[Rohdaten]
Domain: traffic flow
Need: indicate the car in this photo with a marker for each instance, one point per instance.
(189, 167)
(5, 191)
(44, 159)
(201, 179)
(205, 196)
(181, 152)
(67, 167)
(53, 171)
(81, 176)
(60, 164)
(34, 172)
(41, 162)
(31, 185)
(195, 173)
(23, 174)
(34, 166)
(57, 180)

- _AUFGABE_
Gib alle Daten oben als CSV mit den zwei Spalten „text“ und „antwort“ aus, eine Zeile für jeden Text mit der zugehörigen Antwort. Setze jedes Feld in Anführungszeichen und ersetze Zeilenumbrüche durch Leerzeichen.

- _ANTWORT_
text,antwort
"Domain: traffic flow Need: indicate the car in this photo with a marker for each instance, one point per instance.","(189, 167) (5, 191) (44, 159) (201, 179) (205, 196) (181, 152) (67, 167) (53, 171) (81, 176) (60, 164) (34, 172) (41, 162) (31, 185) (195, 173) (23, 174) (34, 166) (57, 180)"